▶ _Objective_:
Update the records from the start through the line that holds "(1154, 331)", inclusive, by replacing "Tag" with "Mark" and changing nothing else. Leave the pictures out of your answer.

═══ Data supplied

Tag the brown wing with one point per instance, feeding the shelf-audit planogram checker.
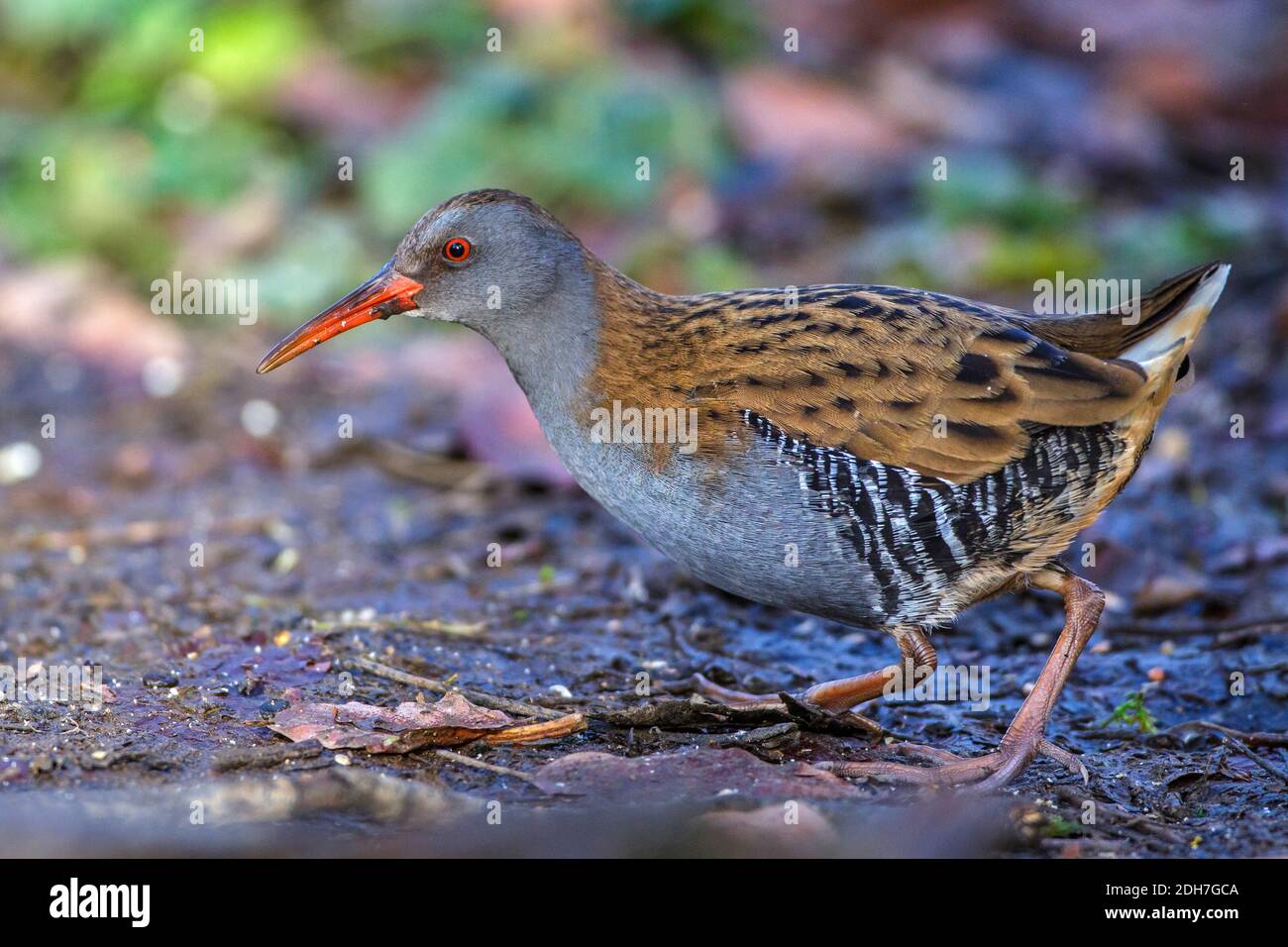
(940, 385)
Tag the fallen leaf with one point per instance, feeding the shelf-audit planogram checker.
(410, 725)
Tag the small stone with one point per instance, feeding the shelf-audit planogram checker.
(273, 706)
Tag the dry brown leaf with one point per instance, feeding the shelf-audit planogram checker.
(411, 725)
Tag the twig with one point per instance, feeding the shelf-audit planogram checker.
(532, 732)
(1254, 738)
(483, 699)
(1244, 750)
(263, 757)
(1271, 622)
(480, 764)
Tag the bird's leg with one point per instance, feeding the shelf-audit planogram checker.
(1024, 738)
(918, 661)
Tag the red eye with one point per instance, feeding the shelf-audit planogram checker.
(458, 249)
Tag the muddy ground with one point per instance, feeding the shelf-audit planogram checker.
(325, 558)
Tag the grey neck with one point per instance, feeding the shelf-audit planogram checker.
(550, 348)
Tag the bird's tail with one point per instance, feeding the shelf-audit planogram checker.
(1171, 317)
(1154, 331)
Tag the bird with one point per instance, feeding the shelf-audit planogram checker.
(879, 457)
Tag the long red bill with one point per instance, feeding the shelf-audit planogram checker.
(382, 295)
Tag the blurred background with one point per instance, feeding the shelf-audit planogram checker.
(768, 166)
(786, 145)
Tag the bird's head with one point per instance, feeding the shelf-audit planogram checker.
(483, 258)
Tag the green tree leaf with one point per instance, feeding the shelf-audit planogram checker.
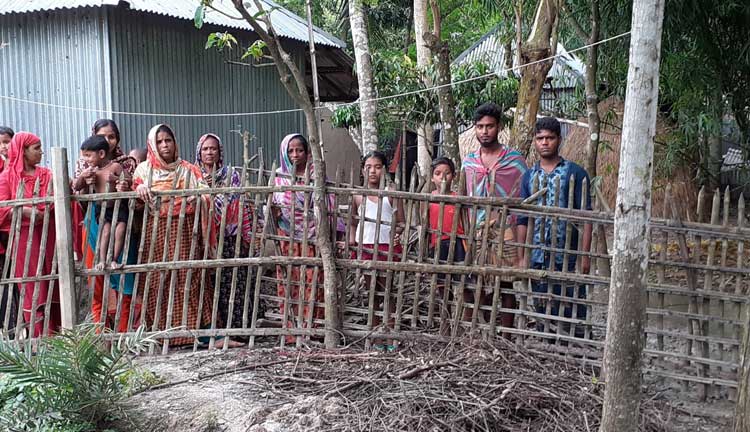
(200, 14)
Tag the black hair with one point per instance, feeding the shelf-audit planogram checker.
(376, 154)
(95, 143)
(488, 109)
(4, 130)
(548, 123)
(304, 142)
(102, 123)
(167, 129)
(444, 161)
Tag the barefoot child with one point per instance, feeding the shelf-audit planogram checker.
(366, 209)
(443, 171)
(103, 171)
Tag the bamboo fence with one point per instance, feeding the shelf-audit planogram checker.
(402, 290)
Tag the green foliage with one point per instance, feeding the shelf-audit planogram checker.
(255, 50)
(73, 382)
(398, 74)
(200, 14)
(220, 40)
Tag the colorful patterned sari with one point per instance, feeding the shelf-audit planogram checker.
(172, 303)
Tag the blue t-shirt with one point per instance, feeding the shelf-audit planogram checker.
(563, 172)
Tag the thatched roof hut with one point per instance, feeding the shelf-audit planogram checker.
(684, 192)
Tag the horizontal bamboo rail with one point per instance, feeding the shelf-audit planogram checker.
(697, 293)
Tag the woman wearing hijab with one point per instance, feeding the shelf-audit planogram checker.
(295, 152)
(24, 156)
(164, 170)
(89, 233)
(209, 157)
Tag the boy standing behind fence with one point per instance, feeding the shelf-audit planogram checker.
(549, 170)
(443, 171)
(102, 171)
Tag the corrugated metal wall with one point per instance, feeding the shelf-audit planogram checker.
(159, 65)
(58, 58)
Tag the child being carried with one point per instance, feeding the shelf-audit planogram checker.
(103, 171)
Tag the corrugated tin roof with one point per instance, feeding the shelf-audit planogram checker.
(566, 71)
(285, 22)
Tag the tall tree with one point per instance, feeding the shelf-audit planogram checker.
(591, 38)
(446, 103)
(424, 58)
(293, 81)
(541, 44)
(627, 296)
(367, 104)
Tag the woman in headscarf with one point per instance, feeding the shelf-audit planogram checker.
(294, 153)
(109, 130)
(209, 157)
(89, 233)
(164, 170)
(24, 156)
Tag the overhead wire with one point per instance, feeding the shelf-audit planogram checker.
(295, 110)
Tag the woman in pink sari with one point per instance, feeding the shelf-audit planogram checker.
(24, 156)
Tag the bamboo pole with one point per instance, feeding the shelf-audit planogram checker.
(64, 237)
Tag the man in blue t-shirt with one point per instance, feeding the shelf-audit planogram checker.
(555, 173)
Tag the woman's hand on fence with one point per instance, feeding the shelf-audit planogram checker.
(144, 193)
(122, 186)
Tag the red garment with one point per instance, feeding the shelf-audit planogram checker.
(449, 212)
(10, 179)
(368, 249)
(300, 284)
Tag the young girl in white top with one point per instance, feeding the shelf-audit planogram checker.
(375, 239)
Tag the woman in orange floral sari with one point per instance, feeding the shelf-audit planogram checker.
(164, 170)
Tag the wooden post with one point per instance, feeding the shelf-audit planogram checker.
(64, 237)
(626, 315)
(742, 409)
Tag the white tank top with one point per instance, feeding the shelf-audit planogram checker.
(369, 210)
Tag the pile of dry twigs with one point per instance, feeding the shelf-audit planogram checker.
(467, 386)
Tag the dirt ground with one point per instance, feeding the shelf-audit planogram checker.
(230, 391)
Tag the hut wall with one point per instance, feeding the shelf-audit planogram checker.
(56, 58)
(160, 65)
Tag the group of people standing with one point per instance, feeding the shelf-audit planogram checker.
(172, 223)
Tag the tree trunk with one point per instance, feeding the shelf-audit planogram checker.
(592, 98)
(508, 56)
(424, 58)
(627, 297)
(446, 103)
(714, 142)
(294, 83)
(367, 105)
(538, 46)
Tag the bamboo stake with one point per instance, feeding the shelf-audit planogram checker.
(141, 245)
(9, 266)
(25, 271)
(402, 275)
(422, 232)
(174, 274)
(267, 224)
(237, 250)
(300, 318)
(252, 252)
(164, 257)
(125, 257)
(40, 266)
(435, 260)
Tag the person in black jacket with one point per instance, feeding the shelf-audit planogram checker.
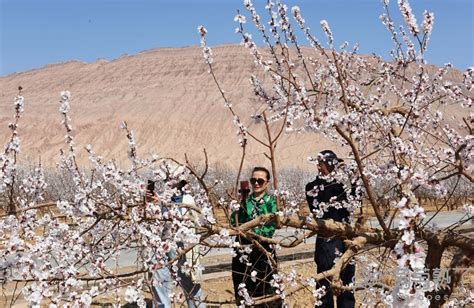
(325, 196)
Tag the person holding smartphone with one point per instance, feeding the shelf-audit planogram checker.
(189, 282)
(251, 268)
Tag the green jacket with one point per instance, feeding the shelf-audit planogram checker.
(254, 208)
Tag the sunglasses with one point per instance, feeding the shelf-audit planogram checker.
(260, 182)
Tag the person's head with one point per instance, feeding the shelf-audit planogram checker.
(327, 161)
(180, 185)
(260, 180)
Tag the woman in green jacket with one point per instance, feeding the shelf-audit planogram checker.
(250, 266)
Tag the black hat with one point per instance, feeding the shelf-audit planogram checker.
(330, 157)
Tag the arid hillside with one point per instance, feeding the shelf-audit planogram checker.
(167, 98)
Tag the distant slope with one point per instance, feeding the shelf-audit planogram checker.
(166, 96)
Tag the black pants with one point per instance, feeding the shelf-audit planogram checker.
(324, 256)
(241, 273)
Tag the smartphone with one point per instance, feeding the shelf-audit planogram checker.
(150, 187)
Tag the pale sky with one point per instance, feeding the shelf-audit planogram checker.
(35, 33)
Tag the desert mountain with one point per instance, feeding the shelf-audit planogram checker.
(167, 98)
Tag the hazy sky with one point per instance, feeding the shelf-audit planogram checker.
(39, 32)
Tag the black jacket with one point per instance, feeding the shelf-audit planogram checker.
(327, 192)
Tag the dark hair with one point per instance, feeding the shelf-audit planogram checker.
(181, 185)
(264, 170)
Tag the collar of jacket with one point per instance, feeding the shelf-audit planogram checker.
(264, 198)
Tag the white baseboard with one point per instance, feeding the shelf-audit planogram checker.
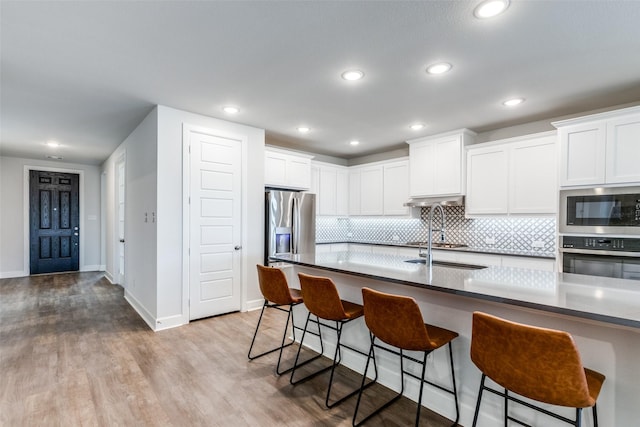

══════

▶ _Solution to this task_:
Mark the brown wing with one point per instance, feeding the shelf-audit planogram checker.
(940, 385)
Mark the fallen leaf with one point per instance, feeding the shelf-audit planogram checker.
(410, 725)
Mark the small stone with one point per instance, feeding the shelf-audit planogram checker.
(273, 706)
Mark the dry brown leaf with one point per instance, feeding the shelf-audit planogram checker.
(411, 725)
Mark the twig with one point per instance, feeding the shelf-audit planogram checker.
(532, 732)
(1254, 738)
(483, 699)
(1244, 750)
(263, 757)
(1271, 622)
(480, 764)
Mark the bird's leg with one point per instance, feeding the shelf-audit planogram checker.
(1024, 738)
(918, 661)
Mark the red eye with one point per instance, feeding the shelf-audit planogram checker.
(458, 249)
Mark the muddy ground with one point per instance, feeding the shelf-audit planogram checker.
(325, 558)
Mark the grey neck with one point per instance, feeding the shelf-audit planogram checker.
(550, 348)
Mark the bird's tail with one point per instance, feeding the shelf-audit planogram checker.
(1171, 317)
(1154, 331)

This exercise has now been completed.